◆ **WORK ORDER**
What you give must be exactly the lines of the material from the first through the line that contains "If you could tag the cloud", inclusive, and no others.

◆ **DATA UNDER STUDY**
○ ○ ○ ○ ○ ○ ○

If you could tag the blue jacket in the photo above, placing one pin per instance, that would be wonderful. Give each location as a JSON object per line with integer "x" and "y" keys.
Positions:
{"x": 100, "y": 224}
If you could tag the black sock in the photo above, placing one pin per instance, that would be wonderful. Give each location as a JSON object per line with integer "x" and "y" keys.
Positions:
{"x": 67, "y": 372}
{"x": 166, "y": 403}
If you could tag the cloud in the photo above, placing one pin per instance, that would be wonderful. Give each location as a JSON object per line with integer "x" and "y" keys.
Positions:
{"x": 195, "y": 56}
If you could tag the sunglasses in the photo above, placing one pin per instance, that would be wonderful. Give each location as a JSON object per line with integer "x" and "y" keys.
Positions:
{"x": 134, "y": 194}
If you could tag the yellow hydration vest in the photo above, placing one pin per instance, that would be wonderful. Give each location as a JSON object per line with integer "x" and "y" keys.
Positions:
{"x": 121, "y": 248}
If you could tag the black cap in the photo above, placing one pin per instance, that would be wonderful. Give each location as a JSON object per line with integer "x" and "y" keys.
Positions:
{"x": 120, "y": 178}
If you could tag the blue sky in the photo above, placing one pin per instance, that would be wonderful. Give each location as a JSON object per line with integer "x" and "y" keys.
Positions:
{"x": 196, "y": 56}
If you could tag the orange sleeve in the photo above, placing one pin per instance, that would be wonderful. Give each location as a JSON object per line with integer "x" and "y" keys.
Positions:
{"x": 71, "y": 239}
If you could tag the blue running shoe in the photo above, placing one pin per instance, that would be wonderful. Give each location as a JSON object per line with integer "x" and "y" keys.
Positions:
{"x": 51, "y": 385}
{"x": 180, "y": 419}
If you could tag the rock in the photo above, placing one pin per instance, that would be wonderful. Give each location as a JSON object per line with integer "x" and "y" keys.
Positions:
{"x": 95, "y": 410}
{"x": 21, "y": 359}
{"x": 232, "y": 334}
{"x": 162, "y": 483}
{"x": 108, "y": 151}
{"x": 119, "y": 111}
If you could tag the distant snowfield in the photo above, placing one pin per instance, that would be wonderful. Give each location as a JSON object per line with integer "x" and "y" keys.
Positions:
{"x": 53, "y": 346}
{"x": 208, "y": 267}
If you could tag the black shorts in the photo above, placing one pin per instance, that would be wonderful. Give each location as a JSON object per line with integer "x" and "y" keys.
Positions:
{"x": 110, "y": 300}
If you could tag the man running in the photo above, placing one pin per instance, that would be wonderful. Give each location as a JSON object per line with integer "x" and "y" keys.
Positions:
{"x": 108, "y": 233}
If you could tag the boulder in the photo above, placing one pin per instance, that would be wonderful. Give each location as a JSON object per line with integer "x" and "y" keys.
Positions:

○ ○ ○ ○ ○ ○ ○

◆ **FINISHED TASK**
If you could tag the blue jacket in the photo above, placing one pin per instance, that would be wonderful. Give each location as a JSON object per line with integer "x" and "y" keys.
Positions:
{"x": 100, "y": 224}
If you could tag the black sock in the photo above, placing one pin per instance, that would be wonderful. Give each location as a JSON object per line with integer "x" and "y" keys.
Positions:
{"x": 67, "y": 372}
{"x": 166, "y": 403}
If you could tag the cloud in the photo above, placing one pin per instance, that would be wonderful. Give each location as a JSON object per line with integer "x" and "y" keys.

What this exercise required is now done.